== Material ==
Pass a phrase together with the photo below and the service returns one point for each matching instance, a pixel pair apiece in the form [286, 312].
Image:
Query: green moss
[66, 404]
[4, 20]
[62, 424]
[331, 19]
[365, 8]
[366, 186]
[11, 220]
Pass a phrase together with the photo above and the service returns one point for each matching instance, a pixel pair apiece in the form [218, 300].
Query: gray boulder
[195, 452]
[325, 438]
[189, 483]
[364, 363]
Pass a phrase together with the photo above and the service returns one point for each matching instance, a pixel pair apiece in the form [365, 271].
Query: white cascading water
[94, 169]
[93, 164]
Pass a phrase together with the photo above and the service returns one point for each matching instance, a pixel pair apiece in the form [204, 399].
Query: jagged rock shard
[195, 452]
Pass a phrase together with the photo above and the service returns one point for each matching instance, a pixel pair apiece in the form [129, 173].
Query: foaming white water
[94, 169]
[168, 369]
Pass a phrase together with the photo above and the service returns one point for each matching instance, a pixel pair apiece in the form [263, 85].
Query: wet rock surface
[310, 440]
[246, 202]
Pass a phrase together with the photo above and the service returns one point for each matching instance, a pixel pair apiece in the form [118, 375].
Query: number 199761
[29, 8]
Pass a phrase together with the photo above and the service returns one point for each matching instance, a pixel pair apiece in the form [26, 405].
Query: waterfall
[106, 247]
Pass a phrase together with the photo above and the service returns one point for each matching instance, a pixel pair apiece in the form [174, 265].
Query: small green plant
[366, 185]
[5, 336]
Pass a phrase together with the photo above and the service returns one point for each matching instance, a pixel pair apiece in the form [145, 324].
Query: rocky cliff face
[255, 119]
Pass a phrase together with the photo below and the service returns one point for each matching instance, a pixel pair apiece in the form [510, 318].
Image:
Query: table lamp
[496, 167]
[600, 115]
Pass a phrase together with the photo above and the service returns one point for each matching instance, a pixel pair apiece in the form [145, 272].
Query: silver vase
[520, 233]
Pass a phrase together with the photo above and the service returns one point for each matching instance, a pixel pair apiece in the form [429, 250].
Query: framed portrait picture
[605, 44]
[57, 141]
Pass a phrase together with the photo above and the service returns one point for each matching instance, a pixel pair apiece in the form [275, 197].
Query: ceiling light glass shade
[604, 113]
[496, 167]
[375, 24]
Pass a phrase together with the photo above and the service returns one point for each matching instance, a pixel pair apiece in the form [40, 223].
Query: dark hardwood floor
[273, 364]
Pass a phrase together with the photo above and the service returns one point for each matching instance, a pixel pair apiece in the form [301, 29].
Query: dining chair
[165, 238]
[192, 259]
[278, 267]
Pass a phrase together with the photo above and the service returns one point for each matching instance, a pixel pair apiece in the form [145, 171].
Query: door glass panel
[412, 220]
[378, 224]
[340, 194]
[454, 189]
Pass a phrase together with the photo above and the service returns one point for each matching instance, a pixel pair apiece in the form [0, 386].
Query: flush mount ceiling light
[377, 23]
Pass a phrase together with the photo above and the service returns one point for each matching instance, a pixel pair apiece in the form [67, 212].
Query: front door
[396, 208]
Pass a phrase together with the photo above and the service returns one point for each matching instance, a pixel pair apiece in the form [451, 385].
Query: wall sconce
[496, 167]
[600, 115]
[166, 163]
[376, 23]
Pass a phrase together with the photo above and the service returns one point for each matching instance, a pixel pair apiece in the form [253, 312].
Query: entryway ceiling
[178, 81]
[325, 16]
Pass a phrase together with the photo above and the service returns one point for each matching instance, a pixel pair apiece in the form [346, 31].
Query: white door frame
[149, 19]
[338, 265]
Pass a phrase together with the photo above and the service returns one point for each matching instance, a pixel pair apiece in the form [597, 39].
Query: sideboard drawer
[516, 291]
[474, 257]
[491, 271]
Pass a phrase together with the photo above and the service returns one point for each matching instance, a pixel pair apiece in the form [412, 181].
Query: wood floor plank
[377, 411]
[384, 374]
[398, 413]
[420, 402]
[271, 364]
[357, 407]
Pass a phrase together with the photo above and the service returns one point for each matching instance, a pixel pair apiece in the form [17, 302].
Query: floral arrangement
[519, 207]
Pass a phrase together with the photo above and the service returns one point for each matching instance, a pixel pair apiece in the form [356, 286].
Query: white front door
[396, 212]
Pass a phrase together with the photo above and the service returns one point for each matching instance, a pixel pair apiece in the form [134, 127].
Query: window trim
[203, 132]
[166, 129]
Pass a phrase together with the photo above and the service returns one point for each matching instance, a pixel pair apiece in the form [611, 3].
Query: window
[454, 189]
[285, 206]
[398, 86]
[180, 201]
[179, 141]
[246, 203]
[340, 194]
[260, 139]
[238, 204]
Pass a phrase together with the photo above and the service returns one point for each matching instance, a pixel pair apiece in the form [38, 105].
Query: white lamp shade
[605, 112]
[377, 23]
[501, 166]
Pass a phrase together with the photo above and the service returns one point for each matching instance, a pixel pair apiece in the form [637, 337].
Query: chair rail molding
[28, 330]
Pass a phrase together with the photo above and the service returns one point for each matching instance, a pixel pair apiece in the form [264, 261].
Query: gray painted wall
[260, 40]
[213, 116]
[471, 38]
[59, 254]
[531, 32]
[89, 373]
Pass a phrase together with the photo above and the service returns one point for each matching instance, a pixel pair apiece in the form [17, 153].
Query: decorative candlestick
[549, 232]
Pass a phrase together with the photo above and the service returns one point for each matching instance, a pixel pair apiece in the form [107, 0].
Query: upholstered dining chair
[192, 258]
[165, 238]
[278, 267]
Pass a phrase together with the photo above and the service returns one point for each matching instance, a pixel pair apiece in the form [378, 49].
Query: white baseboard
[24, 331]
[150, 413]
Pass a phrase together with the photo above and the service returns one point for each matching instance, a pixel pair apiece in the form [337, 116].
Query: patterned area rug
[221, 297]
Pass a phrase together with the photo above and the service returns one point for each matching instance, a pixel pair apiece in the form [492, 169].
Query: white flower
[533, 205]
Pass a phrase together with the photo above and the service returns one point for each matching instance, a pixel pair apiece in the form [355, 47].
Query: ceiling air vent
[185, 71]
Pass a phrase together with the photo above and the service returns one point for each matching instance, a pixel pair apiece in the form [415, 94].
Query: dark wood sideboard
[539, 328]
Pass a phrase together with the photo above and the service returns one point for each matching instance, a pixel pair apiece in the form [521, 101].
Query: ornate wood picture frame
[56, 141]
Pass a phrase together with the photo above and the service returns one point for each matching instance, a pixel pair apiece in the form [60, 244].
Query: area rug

==

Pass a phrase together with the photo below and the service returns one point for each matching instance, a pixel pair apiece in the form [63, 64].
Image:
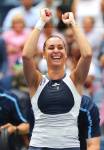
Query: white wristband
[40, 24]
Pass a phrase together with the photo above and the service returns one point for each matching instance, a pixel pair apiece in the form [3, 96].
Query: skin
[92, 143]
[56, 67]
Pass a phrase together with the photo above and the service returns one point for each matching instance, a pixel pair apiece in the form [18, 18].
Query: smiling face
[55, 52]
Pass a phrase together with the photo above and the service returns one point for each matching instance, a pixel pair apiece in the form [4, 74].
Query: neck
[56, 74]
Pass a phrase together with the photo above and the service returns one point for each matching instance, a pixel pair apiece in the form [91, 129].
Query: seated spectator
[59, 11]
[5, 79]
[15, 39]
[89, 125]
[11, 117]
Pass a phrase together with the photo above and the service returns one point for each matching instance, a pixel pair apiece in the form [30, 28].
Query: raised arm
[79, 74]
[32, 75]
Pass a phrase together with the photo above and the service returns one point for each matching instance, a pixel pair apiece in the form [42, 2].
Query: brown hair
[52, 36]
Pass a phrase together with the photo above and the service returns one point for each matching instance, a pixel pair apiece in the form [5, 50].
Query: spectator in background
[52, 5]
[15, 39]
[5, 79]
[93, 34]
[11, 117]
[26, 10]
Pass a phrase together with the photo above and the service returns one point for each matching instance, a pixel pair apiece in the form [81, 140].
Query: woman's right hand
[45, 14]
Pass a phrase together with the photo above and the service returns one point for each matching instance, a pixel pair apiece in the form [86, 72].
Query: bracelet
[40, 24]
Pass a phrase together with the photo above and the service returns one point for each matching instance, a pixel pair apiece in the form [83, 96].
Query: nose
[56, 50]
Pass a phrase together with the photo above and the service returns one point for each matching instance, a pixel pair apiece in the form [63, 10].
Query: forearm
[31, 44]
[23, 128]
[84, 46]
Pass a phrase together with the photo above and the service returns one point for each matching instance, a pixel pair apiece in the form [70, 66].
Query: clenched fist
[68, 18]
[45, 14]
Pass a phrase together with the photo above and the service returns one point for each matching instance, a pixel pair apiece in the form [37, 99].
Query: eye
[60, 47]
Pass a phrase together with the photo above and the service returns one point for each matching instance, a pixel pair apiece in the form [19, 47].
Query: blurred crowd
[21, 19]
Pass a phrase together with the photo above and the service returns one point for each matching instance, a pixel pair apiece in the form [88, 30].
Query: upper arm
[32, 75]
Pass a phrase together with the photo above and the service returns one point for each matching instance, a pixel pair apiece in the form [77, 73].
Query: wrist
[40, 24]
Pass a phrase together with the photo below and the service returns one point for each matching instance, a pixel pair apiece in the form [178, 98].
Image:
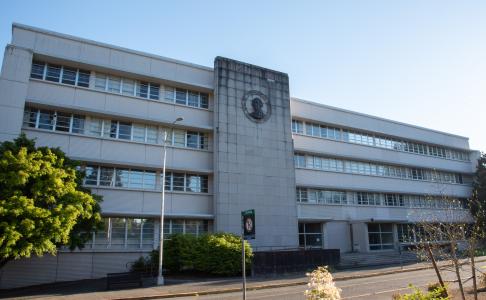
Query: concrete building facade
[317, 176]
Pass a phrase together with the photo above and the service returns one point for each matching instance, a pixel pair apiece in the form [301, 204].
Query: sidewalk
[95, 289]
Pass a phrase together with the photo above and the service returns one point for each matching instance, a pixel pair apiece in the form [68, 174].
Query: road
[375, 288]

* * *

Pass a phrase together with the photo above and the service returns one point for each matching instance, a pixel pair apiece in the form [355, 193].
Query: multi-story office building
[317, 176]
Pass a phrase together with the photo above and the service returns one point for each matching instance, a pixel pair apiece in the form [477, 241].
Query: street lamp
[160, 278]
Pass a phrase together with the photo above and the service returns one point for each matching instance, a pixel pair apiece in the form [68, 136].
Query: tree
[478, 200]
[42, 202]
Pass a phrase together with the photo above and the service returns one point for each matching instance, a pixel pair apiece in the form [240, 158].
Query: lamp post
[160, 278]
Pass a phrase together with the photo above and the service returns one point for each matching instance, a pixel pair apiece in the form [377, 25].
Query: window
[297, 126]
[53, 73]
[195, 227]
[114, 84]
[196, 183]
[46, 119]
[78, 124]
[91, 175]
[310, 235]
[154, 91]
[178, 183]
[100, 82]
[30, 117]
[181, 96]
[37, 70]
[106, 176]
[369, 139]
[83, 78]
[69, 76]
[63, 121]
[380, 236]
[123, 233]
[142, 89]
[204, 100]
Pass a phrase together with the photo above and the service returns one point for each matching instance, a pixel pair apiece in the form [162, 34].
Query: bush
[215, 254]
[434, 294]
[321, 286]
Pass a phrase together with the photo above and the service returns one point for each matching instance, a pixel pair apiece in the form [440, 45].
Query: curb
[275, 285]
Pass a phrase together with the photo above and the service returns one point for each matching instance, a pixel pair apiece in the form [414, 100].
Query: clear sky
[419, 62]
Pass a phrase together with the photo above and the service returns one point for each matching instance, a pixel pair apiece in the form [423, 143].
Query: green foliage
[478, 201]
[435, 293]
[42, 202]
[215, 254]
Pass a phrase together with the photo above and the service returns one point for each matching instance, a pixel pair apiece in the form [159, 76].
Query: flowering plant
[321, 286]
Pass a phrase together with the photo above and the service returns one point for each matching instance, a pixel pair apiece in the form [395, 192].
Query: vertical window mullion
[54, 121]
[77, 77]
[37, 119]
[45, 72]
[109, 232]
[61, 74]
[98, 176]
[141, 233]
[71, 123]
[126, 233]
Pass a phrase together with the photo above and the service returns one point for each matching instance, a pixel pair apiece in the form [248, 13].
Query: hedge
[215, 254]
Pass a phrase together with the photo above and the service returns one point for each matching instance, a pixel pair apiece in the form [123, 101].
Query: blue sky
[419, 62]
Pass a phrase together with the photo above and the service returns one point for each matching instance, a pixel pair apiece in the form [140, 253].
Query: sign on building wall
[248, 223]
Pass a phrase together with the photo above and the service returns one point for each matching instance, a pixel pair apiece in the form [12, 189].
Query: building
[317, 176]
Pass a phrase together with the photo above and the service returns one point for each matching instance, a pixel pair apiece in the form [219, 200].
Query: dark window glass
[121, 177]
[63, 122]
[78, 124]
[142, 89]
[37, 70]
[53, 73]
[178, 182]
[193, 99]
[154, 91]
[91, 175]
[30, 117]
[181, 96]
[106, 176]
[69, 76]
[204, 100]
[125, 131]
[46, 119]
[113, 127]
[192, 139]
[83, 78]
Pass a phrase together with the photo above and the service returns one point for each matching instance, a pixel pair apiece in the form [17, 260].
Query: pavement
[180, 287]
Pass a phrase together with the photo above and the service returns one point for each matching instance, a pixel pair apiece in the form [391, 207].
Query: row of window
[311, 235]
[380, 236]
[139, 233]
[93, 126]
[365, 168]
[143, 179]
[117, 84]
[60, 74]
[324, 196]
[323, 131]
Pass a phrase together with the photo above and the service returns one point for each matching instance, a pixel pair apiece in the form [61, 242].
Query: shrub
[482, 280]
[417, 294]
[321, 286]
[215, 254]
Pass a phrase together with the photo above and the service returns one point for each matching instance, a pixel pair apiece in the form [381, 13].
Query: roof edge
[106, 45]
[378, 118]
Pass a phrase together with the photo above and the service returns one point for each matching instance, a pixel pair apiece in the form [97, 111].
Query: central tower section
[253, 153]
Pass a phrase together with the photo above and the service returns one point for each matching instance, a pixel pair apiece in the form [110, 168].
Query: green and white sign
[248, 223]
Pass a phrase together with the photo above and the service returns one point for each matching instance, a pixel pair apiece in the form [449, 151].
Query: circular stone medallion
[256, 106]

== Work to complete ==
Count how many lines of the records above contain the word "wall". Give only the number.

== Correct result ==
3